--- AUSGEWÄHLTER TEXTAUSZUG ---
+++
Die Beschwerde ist gem. §§ 71 Abs. 1, 73 GBO zulässig und auch in der Sache
dergestalt begründet, dass die angefochtene Zwischenverfügung aufgehoben
wird.
Entgegen der Auffassung des Amtsgerichts bestand zum Erlass der
angefochtenen Zwischenverfügung keine Veranlassung, denn es kann nicht
festgestellt werden, dass der beantragten Eintragung das vom Amtsgericht
benannte Hindernis i. S. v. § 18 Abs. 1 GBO entgegensteht.
Das Grundbuchamt hat grundsätzlich selbstständig zu prüfen, ob ein
Rechtsvorgang überhaupt in den Bereich des Grundstücksverkehrsgesetzes fällt
oder ob ein Befreiungstatbestand vorliegt. Dabei ist es weder berechtigt noch
verpflichtet, eigene Ermittlungen anzustellen. Es hat vielmehr aufgrund der ihm
vorliegenden Erkenntnisquellen zu entscheiden, ob Genehmigungsfreiheit
besteht. Nur bei konkreten Zweifeln daran hat es eine Zwischenverfügung zu
erlassen (vgl. zu Vorstehendem nur: Demharter, GBO, 29. Aufl., § 19 Rn. 125
m. w. N.).
Vorliegend ist das Amtsgericht vom Grundsatz her zutreffend davon
ausgegangen, dass der Übertragungsvertrag mit Auflassung zu den
genehmigungspflichtigen Geschäften i. S. v. § 2 Abs. 1 GrdstVG gehört. Dies
ziehen auch die Antragsteller nicht in Zweifel. Dennoch bedarf es im hier zu
entscheidenden Fall unter Berücksichtigung der aus der Akte entnehmbaren
Erkenntnisse keiner Genehmigung gem. § 2 Abs. 3 Nr. 2 GrdstVG i. V. m. § 1
AGGrdstVG M-V. Hiernach bedarf die Veräußerung eines Grundstücks, dessen
Größe weniger als 2 Hektar beträgt, keiner Genehmigung nach § 2 Abs. 1
GrdstVG. Um einen derartigen Fall handelt es sich vorliegend, denn das
veräußerte Flurstück ist lediglich 0,2102 Hektar groß. Zwar führt das
Amtsgericht zu Recht aus, dass nach der Rechtsprechung unter dem
Grundstück i. S. d. Grundstücksverkehrsgesetzes - und auch i. S. d. AGGrdstVG
M-V - das Grundstück im Rechtssinne zu verstehen ist (vgl. nur Demharter a.
+++
--- ZU BEARBEITENDE DATEN ---
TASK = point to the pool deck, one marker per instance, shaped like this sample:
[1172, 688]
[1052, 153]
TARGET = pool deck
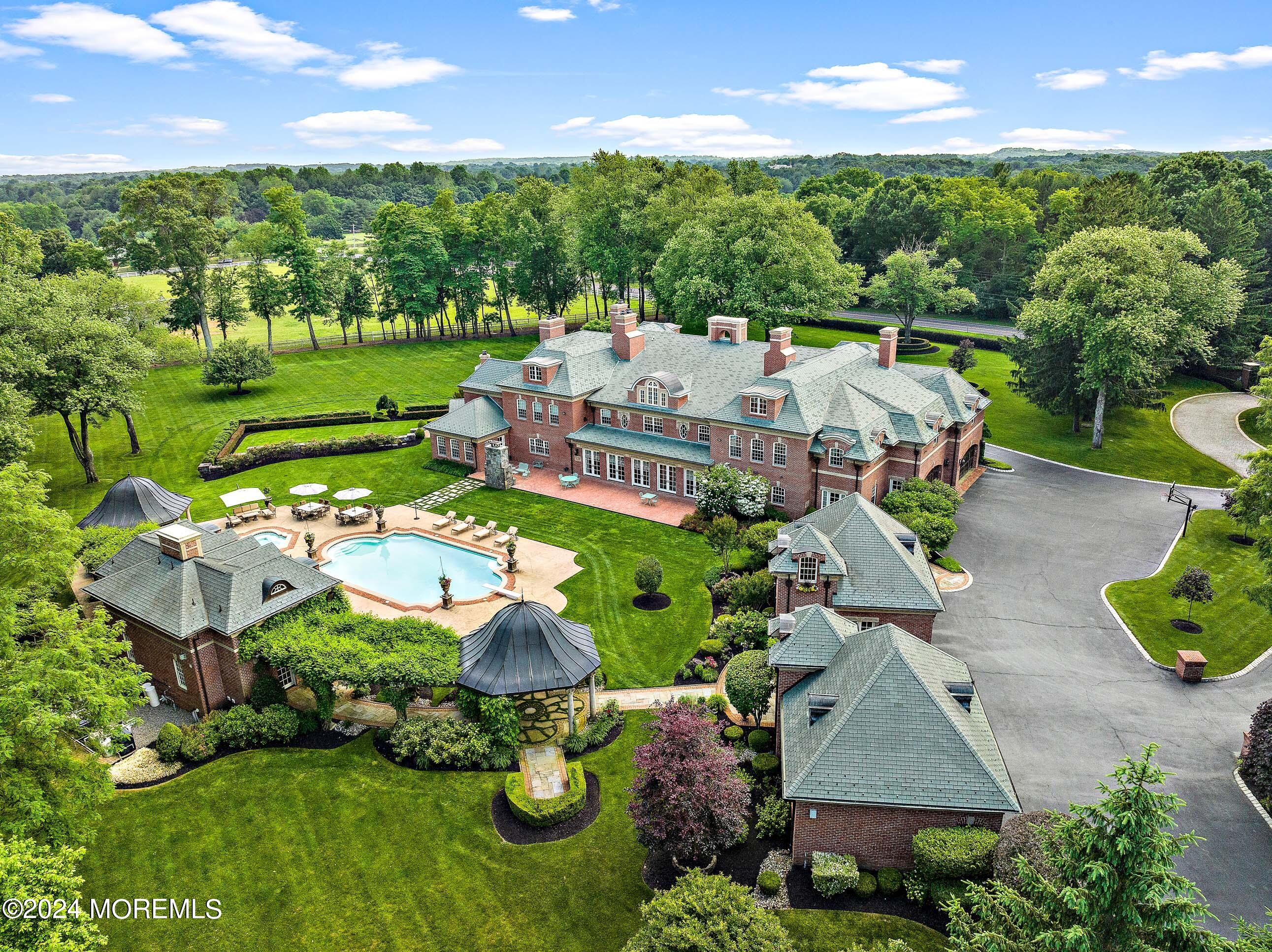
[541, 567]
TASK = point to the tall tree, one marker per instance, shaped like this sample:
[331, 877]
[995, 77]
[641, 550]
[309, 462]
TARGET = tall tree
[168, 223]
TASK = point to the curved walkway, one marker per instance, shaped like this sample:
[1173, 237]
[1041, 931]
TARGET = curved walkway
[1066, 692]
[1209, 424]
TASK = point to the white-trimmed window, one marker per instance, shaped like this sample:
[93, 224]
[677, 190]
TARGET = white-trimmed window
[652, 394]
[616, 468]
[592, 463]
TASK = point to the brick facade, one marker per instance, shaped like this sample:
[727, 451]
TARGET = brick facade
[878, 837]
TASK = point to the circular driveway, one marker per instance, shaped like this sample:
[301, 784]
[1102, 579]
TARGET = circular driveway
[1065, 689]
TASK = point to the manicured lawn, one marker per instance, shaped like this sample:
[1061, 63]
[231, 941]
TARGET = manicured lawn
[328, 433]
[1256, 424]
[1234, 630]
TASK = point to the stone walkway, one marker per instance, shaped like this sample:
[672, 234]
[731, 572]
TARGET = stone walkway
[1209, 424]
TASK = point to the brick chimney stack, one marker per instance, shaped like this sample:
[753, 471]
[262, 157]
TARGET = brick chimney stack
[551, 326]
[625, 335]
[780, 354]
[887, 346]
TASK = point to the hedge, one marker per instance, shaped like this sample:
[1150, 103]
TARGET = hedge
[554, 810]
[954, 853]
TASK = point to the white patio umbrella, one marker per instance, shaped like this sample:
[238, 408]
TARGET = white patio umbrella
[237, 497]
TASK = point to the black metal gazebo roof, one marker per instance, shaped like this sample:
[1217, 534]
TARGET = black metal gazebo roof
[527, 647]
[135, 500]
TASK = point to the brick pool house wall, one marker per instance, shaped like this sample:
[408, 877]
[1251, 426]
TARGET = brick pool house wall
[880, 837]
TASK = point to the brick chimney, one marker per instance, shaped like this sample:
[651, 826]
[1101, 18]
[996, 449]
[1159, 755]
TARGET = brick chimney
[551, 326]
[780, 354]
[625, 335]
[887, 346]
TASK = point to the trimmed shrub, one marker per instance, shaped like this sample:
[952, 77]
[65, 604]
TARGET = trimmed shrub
+++
--- AUFGABEN ---
A - Beantworte anhand des Textauszugs:
(i) Nach welchen Vorschriften ist die Beschwerde zulässig?
(ii) Unter welcher Grundstücksgröße bedarf eine Veräußerung keiner Genehmigung nach § 2 Abs. 1 GrdstVG?
(iii) Wie groß ist das veräußerte Flurstück?
B - Schreibe den Abschnitt der Datensätze ab, von der Zeile mit "TASK = point to the white-trimmed" bis zum Ende der Datensätze, beide eingeschlossen.

--- LÖSUNGEN ---
A -
(i) Nach §§ 71 Abs. 1, 73 GBO.
(ii) Bei weniger als 2 Hektar.
(iii) 0,2102 Hektar.

B -
TASK = point to the white-trimmed window, one marker per instance, shaped like this sample:
[93, 224]
[677, 190]
TARGET = white-trimmed window
[652, 394]
[616, 468]
[592, 463]
TASK = point to the brick facade, one marker per instance, shaped like this sample:
[727, 451]
TARGET = brick facade
[878, 837]
TASK = point to the circular driveway, one marker per instance, shaped like this sample:
[301, 784]
[1102, 579]
TARGET = circular driveway
[1065, 689]
TASK = point to the manicured lawn, one marker per instance, shaped like this sample:
[1061, 63]
[231, 941]
TARGET = manicured lawn
[328, 433]
[1256, 424]
[1234, 630]
TASK = point to the stone walkway, one marker per instance, shaped like this sample:
[672, 234]
[731, 572]
TARGET = stone walkway
[1209, 424]
TASK = point to the brick chimney stack, one marker per instance, shaped like this sample:
[753, 471]
[262, 157]
TARGET = brick chimney stack
[551, 326]
[625, 335]
[780, 354]
[887, 346]
TASK = point to the hedge, one marker per instance, shaped like this sample:
[1150, 103]
TARGET = hedge
[554, 810]
[954, 853]
TASK = point to the white patio umbrella, one marker per instance, shaped like this sample:
[238, 408]
TARGET = white patio umbrella
[237, 497]
TASK = point to the black metal gazebo roof, one marker per instance, shaped like this sample:
[1217, 534]
TARGET = black metal gazebo roof
[527, 647]
[135, 500]
TASK = point to the brick pool house wall, one marker per instance, shaped like this sample:
[408, 877]
[1251, 426]
TARGET = brick pool house wall
[880, 837]
TASK = point to the brick chimney, one marker per instance, shaped like this sample:
[651, 826]
[1101, 18]
[996, 449]
[1159, 755]
TARGET = brick chimney
[551, 326]
[780, 354]
[625, 335]
[887, 346]
TASK = point to the trimmed shrub, one marker per instance, shaped like this sample:
[952, 77]
[65, 604]
TARGET = trimmed shrub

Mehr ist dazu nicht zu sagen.